■ **INPUT ROWS**:

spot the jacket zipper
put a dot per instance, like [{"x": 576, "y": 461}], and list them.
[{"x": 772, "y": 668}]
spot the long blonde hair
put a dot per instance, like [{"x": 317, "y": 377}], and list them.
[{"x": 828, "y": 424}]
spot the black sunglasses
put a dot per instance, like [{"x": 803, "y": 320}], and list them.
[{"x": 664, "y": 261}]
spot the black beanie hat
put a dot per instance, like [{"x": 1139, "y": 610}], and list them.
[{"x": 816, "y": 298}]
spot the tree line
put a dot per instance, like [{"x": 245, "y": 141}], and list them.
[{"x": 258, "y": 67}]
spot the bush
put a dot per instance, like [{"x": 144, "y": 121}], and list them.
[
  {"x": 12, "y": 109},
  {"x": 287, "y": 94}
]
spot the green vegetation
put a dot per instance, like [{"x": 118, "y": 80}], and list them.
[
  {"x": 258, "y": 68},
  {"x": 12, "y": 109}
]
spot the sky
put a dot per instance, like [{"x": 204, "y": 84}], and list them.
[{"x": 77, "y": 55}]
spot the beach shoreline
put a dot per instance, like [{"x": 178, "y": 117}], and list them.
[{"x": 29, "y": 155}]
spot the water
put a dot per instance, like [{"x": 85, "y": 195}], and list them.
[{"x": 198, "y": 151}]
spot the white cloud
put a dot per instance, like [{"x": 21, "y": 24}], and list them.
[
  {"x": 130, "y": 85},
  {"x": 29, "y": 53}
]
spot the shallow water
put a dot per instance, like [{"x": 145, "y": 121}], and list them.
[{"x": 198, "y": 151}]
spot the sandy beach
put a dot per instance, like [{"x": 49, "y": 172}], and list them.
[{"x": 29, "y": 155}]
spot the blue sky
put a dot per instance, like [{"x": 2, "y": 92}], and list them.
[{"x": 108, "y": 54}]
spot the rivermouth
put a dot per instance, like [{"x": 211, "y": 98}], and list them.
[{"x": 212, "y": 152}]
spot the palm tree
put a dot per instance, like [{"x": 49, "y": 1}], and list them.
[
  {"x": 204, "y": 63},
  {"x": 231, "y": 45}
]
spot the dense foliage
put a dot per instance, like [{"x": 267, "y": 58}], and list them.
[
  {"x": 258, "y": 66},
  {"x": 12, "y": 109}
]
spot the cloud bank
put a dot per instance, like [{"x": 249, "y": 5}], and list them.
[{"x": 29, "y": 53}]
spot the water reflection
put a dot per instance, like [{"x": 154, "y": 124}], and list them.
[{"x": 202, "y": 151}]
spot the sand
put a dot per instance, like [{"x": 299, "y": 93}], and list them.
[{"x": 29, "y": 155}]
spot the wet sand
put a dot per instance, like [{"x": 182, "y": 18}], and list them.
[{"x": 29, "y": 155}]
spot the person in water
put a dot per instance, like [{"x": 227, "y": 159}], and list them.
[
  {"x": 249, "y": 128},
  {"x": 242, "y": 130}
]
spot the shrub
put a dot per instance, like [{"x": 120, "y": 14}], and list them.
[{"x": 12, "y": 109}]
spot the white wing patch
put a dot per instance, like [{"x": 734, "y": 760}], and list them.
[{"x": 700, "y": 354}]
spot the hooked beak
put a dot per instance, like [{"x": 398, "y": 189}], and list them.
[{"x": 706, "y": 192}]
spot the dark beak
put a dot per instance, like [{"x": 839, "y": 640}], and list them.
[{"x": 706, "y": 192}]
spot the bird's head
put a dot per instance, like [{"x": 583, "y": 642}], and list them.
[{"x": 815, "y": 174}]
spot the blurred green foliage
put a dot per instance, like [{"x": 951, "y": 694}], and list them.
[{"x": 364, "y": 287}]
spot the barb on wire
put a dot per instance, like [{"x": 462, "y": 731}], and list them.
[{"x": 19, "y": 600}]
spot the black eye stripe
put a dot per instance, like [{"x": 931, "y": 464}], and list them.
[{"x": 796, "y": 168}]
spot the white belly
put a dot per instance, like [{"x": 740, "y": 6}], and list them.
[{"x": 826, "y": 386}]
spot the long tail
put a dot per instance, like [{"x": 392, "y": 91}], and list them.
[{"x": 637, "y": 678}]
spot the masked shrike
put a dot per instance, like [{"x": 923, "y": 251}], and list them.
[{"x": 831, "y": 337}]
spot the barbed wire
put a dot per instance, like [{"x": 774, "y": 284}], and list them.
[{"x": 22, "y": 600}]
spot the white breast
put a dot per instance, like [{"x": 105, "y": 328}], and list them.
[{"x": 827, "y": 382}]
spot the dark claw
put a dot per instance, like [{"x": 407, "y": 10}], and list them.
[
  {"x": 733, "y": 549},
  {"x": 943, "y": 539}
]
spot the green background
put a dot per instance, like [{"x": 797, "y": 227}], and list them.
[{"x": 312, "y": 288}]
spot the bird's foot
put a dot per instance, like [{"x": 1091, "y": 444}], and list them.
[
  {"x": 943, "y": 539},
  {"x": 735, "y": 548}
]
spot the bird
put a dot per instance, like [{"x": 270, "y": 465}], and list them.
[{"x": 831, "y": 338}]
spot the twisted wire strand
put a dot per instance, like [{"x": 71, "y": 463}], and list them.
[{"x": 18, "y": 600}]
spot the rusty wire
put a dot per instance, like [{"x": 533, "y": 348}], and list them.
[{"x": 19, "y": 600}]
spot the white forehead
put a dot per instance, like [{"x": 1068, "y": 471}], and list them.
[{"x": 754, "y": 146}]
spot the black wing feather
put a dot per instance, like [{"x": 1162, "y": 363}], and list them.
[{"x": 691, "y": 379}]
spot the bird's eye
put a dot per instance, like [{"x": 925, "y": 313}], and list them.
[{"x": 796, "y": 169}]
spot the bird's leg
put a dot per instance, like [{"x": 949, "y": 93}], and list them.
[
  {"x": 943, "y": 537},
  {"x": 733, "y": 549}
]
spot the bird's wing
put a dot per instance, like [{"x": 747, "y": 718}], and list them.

■ **THE PROBLEM**:
Put the lines from the one containing "spot the long tail" through the end of the items into a numbered list, leaving out any blank lines.

■ **WRITTEN RESPONSE**:
1. spot the long tail
2. put a dot per instance, like [{"x": 392, "y": 91}], and list them.
3. [{"x": 637, "y": 678}]
4. spot the masked shrike
5. put a dot per instance, like [{"x": 923, "y": 251}], and list them.
6. [{"x": 831, "y": 337}]
7. spot the barbed wire
8. put a dot per instance, like [{"x": 774, "y": 284}], and list them.
9. [{"x": 22, "y": 600}]
10. spot the white breast
11. put a dot per instance, like [{"x": 105, "y": 328}], and list them.
12. [{"x": 827, "y": 382}]
13. spot the dark claw
14. put a dot per instance, like [{"x": 407, "y": 10}], and list them.
15. [
16.   {"x": 733, "y": 549},
17.   {"x": 943, "y": 539}
18. ]
19. spot the green background
20. put a dot per instance, like [{"x": 797, "y": 227}], and list them.
21. [{"x": 312, "y": 288}]
22. spot the bird's foot
23. put a dot per instance, like [{"x": 1091, "y": 444}], and list them.
24. [
25.   {"x": 943, "y": 539},
26.   {"x": 735, "y": 548}
27. ]
28. spot the bird
29. put a dot per instance, like [{"x": 270, "y": 465}], and list them.
30. [{"x": 831, "y": 338}]
31. spot the twisted wire strand
32. put a dot per instance, like [{"x": 71, "y": 463}], and list them.
33. [{"x": 18, "y": 600}]
34. spot the rusty wire
35. put a dot per instance, like [{"x": 533, "y": 348}], and list them.
36. [{"x": 19, "y": 600}]
37. spot the white forehead
38. put a dot per instance, like [{"x": 1068, "y": 471}], and list them.
39. [{"x": 754, "y": 146}]
40. spot the black wing feather
41. put a dot per instance, like [{"x": 1162, "y": 363}], and list them.
42. [{"x": 691, "y": 379}]
43. spot the bird's eye
44. put a dot per instance, like [{"x": 925, "y": 313}], and list them.
45. [{"x": 796, "y": 169}]
46. spot the bird's leg
47. put a dot per instance, like [{"x": 949, "y": 93}], and list them.
48. [
49.   {"x": 943, "y": 537},
50.   {"x": 733, "y": 549}
51. ]
52. spot the bird's wing
53. put a dot per instance, like [{"x": 747, "y": 718}], and list them.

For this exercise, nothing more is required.